====== Task material ======

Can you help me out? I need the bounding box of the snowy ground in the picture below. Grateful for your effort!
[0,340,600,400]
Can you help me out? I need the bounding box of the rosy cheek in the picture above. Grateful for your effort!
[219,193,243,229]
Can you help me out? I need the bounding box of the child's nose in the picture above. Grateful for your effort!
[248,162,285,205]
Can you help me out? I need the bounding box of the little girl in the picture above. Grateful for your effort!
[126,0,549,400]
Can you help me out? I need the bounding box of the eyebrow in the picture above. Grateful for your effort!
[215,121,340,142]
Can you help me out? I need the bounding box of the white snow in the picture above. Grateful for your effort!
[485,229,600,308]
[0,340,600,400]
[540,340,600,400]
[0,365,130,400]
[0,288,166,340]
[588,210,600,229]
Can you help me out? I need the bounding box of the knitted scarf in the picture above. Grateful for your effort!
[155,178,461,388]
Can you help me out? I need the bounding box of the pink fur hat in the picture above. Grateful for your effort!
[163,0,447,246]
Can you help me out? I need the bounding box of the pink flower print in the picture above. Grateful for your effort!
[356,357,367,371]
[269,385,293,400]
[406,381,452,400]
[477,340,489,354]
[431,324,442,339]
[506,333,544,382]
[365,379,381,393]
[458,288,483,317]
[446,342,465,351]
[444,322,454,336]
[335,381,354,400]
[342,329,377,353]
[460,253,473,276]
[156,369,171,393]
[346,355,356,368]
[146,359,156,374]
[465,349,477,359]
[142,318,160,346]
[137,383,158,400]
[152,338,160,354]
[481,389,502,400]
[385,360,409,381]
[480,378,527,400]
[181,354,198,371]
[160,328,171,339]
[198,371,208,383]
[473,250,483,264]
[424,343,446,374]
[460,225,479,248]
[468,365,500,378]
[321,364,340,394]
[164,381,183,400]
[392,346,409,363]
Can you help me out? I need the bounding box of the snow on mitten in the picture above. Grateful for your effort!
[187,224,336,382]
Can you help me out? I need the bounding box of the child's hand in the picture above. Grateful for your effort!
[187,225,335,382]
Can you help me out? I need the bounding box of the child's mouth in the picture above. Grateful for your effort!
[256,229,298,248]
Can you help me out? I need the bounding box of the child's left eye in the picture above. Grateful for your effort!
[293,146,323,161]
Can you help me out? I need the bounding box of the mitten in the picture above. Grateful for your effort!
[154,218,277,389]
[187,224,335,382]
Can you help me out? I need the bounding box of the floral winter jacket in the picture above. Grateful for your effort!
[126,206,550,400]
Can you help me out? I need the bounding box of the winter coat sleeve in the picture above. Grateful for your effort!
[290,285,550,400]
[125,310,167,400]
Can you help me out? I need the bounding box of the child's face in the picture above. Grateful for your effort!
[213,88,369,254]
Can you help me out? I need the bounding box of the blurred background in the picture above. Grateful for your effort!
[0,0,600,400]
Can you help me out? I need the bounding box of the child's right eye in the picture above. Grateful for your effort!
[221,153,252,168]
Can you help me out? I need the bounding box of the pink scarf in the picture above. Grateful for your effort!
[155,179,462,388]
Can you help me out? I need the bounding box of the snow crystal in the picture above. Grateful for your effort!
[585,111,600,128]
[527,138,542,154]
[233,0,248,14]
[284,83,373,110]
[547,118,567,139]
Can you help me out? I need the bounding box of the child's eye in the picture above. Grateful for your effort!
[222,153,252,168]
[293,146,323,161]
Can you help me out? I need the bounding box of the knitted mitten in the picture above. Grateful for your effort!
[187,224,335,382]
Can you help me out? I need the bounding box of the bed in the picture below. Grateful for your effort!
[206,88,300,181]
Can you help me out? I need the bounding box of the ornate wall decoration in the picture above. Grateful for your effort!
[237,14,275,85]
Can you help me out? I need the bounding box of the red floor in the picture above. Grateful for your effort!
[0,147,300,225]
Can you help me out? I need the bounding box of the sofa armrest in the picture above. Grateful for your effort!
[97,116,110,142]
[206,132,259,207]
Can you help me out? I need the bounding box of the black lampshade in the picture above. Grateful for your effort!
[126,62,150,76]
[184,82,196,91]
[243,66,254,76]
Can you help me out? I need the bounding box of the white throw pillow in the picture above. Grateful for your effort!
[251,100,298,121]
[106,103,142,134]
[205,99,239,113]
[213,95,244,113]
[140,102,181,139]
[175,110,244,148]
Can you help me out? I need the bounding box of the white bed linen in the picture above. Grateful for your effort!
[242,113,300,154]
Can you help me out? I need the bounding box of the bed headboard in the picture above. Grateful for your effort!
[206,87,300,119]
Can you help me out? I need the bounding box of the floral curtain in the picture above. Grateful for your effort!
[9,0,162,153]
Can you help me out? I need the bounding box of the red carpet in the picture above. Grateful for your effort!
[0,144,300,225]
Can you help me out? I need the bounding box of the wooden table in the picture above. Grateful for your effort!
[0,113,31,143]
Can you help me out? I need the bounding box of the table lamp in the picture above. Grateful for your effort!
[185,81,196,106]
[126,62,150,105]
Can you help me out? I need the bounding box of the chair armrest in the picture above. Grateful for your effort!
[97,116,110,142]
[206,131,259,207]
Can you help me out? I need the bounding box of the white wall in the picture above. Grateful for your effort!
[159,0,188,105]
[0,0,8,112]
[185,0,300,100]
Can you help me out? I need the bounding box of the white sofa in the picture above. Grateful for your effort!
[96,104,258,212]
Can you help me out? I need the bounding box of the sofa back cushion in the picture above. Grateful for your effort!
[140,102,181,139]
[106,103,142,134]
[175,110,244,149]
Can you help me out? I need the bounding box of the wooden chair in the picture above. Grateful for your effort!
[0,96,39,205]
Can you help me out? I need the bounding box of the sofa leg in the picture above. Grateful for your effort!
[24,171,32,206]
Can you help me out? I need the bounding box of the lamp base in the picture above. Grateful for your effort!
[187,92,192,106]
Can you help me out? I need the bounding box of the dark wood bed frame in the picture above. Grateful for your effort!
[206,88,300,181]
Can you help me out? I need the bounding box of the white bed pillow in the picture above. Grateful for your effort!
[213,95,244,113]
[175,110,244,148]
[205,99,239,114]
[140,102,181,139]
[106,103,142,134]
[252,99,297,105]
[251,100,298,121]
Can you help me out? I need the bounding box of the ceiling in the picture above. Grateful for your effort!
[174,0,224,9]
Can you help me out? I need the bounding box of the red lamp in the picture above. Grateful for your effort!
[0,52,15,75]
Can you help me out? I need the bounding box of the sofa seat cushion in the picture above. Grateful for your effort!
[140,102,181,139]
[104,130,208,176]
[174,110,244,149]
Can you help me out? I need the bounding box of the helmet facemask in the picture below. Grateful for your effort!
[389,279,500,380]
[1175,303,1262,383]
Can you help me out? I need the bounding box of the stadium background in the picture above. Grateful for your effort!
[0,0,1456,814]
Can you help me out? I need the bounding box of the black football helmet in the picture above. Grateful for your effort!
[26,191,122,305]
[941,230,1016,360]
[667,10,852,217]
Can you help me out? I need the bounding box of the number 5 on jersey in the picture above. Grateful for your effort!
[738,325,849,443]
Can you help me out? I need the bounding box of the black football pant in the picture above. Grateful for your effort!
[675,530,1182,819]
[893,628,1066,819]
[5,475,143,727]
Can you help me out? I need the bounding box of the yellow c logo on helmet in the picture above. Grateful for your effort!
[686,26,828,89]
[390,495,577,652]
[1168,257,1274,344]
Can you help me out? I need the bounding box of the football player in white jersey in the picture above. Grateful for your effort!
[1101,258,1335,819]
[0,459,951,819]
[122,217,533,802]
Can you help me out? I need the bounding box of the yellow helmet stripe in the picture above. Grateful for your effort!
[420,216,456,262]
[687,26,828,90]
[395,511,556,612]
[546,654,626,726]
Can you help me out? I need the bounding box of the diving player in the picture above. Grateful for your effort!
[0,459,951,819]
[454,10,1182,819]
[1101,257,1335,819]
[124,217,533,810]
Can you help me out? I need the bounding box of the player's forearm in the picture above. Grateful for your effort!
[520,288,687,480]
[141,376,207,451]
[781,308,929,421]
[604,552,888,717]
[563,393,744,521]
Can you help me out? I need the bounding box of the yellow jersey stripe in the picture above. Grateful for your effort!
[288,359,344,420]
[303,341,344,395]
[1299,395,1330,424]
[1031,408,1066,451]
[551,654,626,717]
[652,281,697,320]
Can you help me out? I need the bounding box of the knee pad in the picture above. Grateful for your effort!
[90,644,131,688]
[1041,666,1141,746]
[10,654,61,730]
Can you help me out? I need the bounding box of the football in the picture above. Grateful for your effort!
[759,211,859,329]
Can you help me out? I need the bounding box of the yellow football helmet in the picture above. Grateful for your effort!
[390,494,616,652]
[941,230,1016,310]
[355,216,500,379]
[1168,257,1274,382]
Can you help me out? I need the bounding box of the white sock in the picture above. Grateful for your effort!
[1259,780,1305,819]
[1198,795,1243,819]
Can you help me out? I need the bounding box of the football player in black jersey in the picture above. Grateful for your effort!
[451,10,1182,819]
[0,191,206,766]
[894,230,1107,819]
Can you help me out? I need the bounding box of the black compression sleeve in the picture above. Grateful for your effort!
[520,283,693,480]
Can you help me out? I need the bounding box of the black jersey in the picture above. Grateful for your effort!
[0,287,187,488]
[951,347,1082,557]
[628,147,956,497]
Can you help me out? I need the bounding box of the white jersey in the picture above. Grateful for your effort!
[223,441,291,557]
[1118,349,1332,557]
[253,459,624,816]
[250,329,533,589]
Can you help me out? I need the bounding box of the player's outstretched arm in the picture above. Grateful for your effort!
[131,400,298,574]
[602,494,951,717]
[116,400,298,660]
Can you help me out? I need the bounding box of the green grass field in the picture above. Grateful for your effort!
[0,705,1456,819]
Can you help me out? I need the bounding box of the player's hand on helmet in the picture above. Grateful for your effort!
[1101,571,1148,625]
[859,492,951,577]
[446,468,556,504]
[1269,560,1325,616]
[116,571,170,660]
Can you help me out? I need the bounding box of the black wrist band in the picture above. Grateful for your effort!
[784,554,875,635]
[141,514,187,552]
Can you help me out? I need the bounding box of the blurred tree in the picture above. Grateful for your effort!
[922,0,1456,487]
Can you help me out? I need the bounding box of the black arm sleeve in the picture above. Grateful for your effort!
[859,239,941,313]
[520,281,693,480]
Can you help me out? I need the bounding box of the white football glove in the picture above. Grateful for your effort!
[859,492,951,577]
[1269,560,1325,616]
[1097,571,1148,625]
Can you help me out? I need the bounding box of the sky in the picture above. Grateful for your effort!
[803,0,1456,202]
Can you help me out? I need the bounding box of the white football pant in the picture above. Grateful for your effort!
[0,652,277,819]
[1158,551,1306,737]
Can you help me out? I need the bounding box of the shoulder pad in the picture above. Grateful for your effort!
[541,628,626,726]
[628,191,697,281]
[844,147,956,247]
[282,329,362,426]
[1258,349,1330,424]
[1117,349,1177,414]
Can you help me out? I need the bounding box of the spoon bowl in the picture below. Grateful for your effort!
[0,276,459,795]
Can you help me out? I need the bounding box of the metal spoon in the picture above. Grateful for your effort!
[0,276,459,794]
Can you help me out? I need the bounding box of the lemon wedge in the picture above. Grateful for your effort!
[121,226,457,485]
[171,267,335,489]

======

▶ [Stated task]
Update the lines from the line with "the black jersey" to the line with "[0,705,1456,819]", changing "outstretched arm" to "extended arm" and leaving everything else as it is. Return only those lines.

▶ [Expected answer]
Can you help me out? I need the bounding box of the black jersey in the picture above. Grateful for your effort!
[0,287,187,488]
[951,347,1082,557]
[628,147,956,497]
Can you help me out? I need the bounding box of the white jersey in the picture above. Grateful for your effort!
[223,441,291,557]
[1118,349,1332,557]
[253,459,624,816]
[250,329,533,589]
Can you help me out? I need the bounding box of the player's extended arm in the picture above. Grateful for your effort!
[131,400,298,574]
[602,494,951,717]
[116,400,298,660]
Can you help me out? I need the bounding box of the green grass field in the picture above. Grateful for your effort!
[0,705,1456,819]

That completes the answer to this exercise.